* **THE REQUEST**
Reproduce the whole listing below word for word, leaving out the pictures.
---------- TASK INPUTS
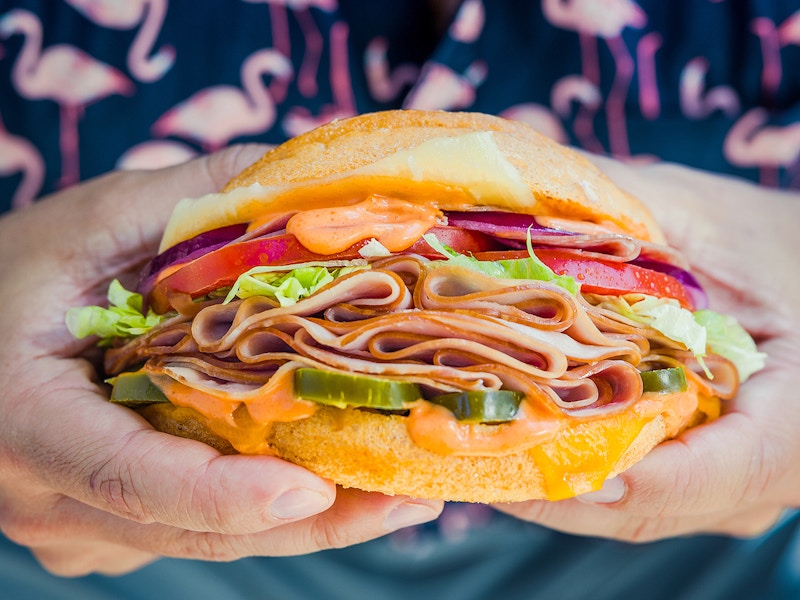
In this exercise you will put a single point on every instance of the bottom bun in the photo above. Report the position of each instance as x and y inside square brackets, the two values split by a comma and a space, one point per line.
[373, 452]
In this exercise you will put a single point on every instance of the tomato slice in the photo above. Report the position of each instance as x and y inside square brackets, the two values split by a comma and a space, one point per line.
[220, 268]
[599, 276]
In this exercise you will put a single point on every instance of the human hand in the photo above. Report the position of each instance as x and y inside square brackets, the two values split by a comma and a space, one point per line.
[736, 475]
[90, 486]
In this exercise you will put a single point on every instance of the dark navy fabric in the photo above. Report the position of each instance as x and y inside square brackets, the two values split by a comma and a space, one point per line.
[712, 84]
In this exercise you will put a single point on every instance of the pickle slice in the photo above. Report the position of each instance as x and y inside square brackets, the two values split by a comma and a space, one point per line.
[665, 381]
[485, 406]
[345, 389]
[135, 389]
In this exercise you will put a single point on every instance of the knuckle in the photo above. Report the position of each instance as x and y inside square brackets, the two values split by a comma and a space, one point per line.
[26, 529]
[208, 546]
[754, 525]
[63, 563]
[111, 483]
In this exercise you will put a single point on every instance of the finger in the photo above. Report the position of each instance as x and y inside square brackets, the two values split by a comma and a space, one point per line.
[69, 558]
[116, 462]
[354, 518]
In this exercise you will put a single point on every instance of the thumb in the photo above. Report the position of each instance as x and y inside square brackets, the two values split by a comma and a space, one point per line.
[116, 221]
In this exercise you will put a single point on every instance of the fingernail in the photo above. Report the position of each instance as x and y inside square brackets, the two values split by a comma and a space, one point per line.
[409, 513]
[298, 503]
[612, 491]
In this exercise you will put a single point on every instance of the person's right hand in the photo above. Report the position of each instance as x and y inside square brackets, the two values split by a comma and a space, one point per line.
[90, 486]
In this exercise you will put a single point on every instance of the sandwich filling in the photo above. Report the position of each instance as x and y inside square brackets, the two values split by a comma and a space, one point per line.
[488, 331]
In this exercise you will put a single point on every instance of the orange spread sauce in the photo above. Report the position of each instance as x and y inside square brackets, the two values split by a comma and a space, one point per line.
[395, 223]
[574, 455]
[425, 196]
[246, 430]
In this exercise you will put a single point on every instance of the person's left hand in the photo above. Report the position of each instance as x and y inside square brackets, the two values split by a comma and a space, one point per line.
[738, 474]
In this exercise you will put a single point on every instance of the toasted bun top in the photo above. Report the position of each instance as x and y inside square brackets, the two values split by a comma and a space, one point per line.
[459, 161]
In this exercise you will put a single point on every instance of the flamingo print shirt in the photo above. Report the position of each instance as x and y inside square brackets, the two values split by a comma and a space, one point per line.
[710, 83]
[88, 86]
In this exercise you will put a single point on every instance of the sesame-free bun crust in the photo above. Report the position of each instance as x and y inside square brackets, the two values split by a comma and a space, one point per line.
[373, 452]
[513, 167]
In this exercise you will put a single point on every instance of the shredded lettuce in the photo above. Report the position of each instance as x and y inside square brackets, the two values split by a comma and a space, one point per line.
[124, 317]
[728, 338]
[519, 268]
[700, 331]
[288, 287]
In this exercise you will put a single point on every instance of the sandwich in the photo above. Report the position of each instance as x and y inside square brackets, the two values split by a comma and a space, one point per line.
[442, 305]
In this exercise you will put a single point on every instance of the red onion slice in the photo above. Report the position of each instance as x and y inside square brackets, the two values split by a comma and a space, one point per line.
[500, 224]
[186, 251]
[693, 287]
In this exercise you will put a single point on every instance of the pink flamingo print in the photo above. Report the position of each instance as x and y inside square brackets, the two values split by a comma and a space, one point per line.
[773, 37]
[281, 40]
[541, 118]
[649, 99]
[299, 119]
[214, 116]
[772, 70]
[384, 85]
[18, 155]
[441, 88]
[696, 101]
[155, 154]
[127, 14]
[789, 30]
[64, 74]
[577, 89]
[469, 21]
[605, 19]
[752, 143]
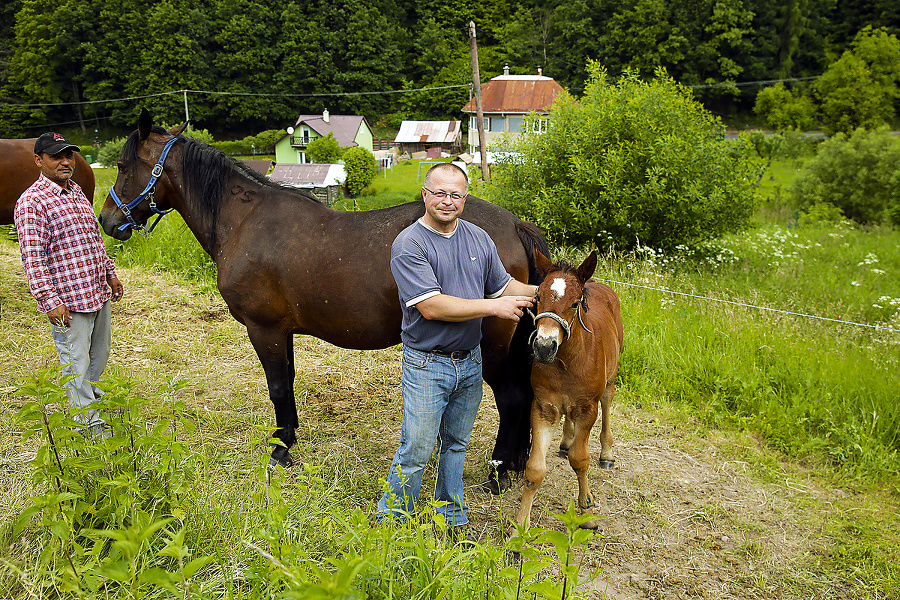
--------------------
* **TASK ANSWER**
In this exercise you will put a single point on every instance of the bottom bun in the photo above. Report the position of each instance as x and y inside square brackets, the two values split by a comma and a space, one point per line.
[373, 452]
In this exercise you will put a single point on every instance of the tomato slice in the photo above. Report the position of each instance as x and y inside square brackets, the two values split by a comma and a space, one point per line.
[220, 268]
[599, 276]
In this exercise you will put a single point on every instance of the human hand in the photo above. Report the position of each instance as x and y inside square brackets, the two values split by a comma and a space, one point per line.
[736, 475]
[90, 486]
In this exercise you will put a single point on every instance of the dark navy fabric in the photo above. Report the position of each instance as x and y inside square brackets, the two values split by a comma and a space, one point per line.
[712, 84]
In this exercise you will put a single point on every instance of the pickle slice in the photo above. Report the position of each instance as x and y inside square brackets, the two values split by a comma and a space, one point per line.
[665, 381]
[485, 406]
[345, 389]
[135, 389]
In this exercise you will put a single point on every instance of the knuckle in the photo above. Report the position of each instance as x and y inside square brackets, the two values split by a comma and a space, one point per line.
[26, 529]
[208, 546]
[754, 525]
[63, 563]
[111, 483]
In this exercise you will put a single point on every instance of the finger in the photo above. Report the position of each instance as x and y inside square brackets, the two values split by a comma and a space, one point per line.
[69, 558]
[116, 462]
[354, 518]
In this exercise you will put a single point on every instance of the thumb in the photo above. Report the position of each instance as x and y inside square brackets, the two values split by a comma and a space, one point per line.
[116, 221]
In this exercise you will put a single point on every instance of the fingernail in the photo above. Report the position of each instance as x and y inside square brackets, the two values split by a comma and a space, one point per line.
[409, 513]
[298, 503]
[612, 491]
In this exercise you will put a single point on every instance of the person's right hand in the photo above. Report the position of each instance as x and y inside square brackets, the two values split by a comma and a space, one point per line.
[90, 486]
In this exercise you will put a single point on every instance of the sandwich filling in the photo above. Report the position of each instance as x and y inside square brackets, the two values split by a comma and a space, one point per line.
[488, 331]
In this exercise you will put a single point on every instance of the orange spread sauce in the photo above. Report the position of each instance as x and y inside square brackets, the two values split by a comma and a space, one point per line.
[395, 223]
[574, 455]
[425, 196]
[246, 430]
In this exercise you will put a single point on every instance of the person's left hand in the photo above. Report the position of each instance as x and y inside square brackets, the two values split by a comma and a space, one point per line.
[738, 474]
In this exercise you will put a single point on every instance of the toasted bun top in the photo above. Report the position of each instance as x and y inside square brackets, the two values split by a comma and a space, one point per line.
[459, 161]
In this exercise you will put a single point on every instance of the flamingo print shirt in the photo above. Report the position of each instance as x and y inside square brackets, the two values split by a comma and a space, one point per line.
[710, 83]
[88, 86]
In this exercise you will put a single point on every instance of the sesame-free bun crust in the photo above. Report the position of each instance as x and y inside square brackets, the two values split by a comma and a space, one point per line.
[373, 452]
[513, 167]
In this exercise you will put a single point on every instance of the shredded lettuce in the photo above. Report the position of each instance as x and y inside square brackets, the two values split by a comma and a space, one point per line.
[124, 317]
[728, 338]
[519, 268]
[700, 331]
[288, 287]
In this exercise you will put a single point on every instance of the sandwich in the photo above. Report the position of each instance as x and y inside square brackets, the two values split by a comma and a space, one point per line.
[442, 305]
In this exercise you will put a single point on every instance of the red onion slice in the photo above. Report the position of each instance as x and y inside square brackets, the two values split by a comma and a space, one point per line.
[500, 224]
[186, 251]
[693, 287]
In this exercise you will put a single point on every instance of the pink flamingo print in the photo above. Report the position of each instance as x and y inside square brackets, the two values split by a comma and a space, one point per line.
[773, 37]
[281, 40]
[541, 118]
[649, 99]
[299, 119]
[214, 116]
[772, 70]
[384, 85]
[18, 155]
[441, 88]
[696, 101]
[155, 154]
[127, 14]
[789, 30]
[64, 74]
[577, 89]
[469, 21]
[605, 19]
[752, 143]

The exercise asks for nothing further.